EXERCISE 1: Set down, word for word, the passage of the website launch post below from "Being familiar with" to "lot as we go!".

August 4th, 2008 · No Comments

Fun for everyone!
Fun for everyone!
Our Experiment in Internet Business has begun. We’ve officially launched Walt Disney World for Grown-ups at www.wdwforgrownups.com!

What it is:

The site is a combined content site/link directory/and discussion forum targeting adults who vacation in Walt Disney World without children.

Why we chose this set-up:
  1. There are already hundreds of well-written and consistently updated sites about Walt Disney World vacation planning, so a link directory made sense. There’s no need to reinvent the content when all that’s needed is a little bit of organization. Our value as a link directory is the ability to group all of the information already on the web in a way that useful specifically for adults planning a Walt Disney World vacation.
  2. We’re adding content where it’s absolutely necessary and will be writing articles about topics that haven’t already been explored elsewhere on the web and that are specific to our target market.
  3. Discussion forums have been added (and expertly integrated into the link directory by Brad) because they’re a common community-building and communication format for Walt Disney World fan sites; many of our visitors will be familiar with them, and they will (we hope) inspire repeat visitors.
Why we chose this topic:
  1. You’re thinking, “Walt Disney World? For Grown-ups?” In truth, Walt Disney World is one of the top honeymoon destinations worldwide and has quite a few die-hard empty nesters as fans. Top-selling Walt Disney World guidebook line The Unofficial Guides (their website will launch later in 2008) has developed and continues to publish updated versions of The Unofficial Guide to Walt Disney World for Grownups and official Disney guidebook line Birnbaum’s publishes its Walt Disney World Without Kids every year. Clearly there’s a market, but in our research we weren’t able to find a good niche website dedicated to it.
  2. Also, Brad and I happen to be part of this target market. I started visiting Walt Disney World with my parents in the 80′s and decided to try it again as a vacation spot in college. Sure enough, I loved it, became a fan, and began to drag Brad along almost immediately after we met.

    Being familiar with the Disney parks, procedures, restaurants, ticketing system, and attractions makes this website fun for us, but also ensures that the research required is at a minimum. We already know where to find all the best links and are able to quickly identify and organize them into the directory. We also know what articles will be useful to this market–whether they’re experts, new to Walt Disney World, seniors, or college-aged–and can scan the web for or write them as necessary. It’s a win-win.

We look forward to sharing our ups and downs with you. And we welcome your feedback all along the way. Help us to succeed–or at least learn a lot as we go!

EXERCISE 2: Collect each line of the rows below that contains the string "helmet".

SUPPLIED DATA:
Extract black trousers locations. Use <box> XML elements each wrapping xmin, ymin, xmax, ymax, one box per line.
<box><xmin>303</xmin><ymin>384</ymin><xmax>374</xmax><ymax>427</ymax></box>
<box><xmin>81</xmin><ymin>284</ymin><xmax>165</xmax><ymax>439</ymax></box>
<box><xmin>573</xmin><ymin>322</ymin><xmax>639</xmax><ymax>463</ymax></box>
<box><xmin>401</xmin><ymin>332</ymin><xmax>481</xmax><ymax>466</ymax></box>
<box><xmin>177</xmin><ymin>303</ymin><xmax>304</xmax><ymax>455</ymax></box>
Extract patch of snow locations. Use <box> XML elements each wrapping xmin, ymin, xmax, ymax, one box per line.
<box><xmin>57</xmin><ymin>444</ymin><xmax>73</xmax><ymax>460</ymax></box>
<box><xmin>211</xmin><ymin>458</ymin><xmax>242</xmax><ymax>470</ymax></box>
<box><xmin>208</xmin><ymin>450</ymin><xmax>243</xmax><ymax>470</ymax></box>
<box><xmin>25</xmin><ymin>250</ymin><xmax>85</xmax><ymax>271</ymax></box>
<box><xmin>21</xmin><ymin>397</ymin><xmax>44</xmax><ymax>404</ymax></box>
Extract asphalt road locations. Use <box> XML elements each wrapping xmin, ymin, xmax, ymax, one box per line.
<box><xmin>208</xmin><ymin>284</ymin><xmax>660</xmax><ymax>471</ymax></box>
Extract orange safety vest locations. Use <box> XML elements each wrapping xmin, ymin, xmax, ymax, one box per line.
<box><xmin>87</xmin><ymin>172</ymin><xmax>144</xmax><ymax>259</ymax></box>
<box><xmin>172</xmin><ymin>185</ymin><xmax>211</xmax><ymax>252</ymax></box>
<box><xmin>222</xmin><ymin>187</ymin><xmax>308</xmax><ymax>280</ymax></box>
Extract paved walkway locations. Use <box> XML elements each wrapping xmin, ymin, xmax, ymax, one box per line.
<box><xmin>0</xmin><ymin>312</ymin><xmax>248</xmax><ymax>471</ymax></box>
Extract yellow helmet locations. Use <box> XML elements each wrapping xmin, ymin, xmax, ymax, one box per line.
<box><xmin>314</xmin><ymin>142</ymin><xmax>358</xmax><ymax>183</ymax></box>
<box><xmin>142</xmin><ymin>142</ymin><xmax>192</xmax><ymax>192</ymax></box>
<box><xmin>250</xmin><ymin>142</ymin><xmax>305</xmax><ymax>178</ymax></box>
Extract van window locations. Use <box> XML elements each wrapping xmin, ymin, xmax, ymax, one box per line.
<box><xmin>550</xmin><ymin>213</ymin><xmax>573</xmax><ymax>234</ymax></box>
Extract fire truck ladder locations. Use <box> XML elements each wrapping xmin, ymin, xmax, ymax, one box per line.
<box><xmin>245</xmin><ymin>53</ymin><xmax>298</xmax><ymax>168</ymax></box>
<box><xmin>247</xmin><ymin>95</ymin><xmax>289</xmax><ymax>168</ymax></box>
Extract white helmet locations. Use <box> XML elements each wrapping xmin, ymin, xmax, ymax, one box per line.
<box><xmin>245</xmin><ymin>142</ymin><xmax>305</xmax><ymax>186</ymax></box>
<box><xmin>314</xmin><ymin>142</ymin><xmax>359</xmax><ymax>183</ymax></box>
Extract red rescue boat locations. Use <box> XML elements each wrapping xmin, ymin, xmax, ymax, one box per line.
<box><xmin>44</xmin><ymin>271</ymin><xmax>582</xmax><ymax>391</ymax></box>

TASK ANSWER 1:
Being familiar with the Disney parks, procedures, restaurants, ticketing system, and attractions makes this website fun for us, but also ensures that the research required is at a minimum. We already know where to find all the best links and are able to quickly identify and organize them into the directory. We also know what articles will be useful to this market–whether they’re experts, new to Walt Disney World, seniors, or college-aged–and can scan the web for or write them as necessary. It’s a win-win.

We look forward to sharing our ups and downs with you. And we welcome your feedback all along the way. Help us to succeed–or at least learn a lot as we go!

TASK ANSWER 2:
Extract yellow helmet locations. Use <box> XML elements each wrapping xmin, ymin, xmax, ymax, one box per line.
Extract white helmet locations. Use <box> XML elements each wrapping xmin, ymin, xmax, ymax, one box per line.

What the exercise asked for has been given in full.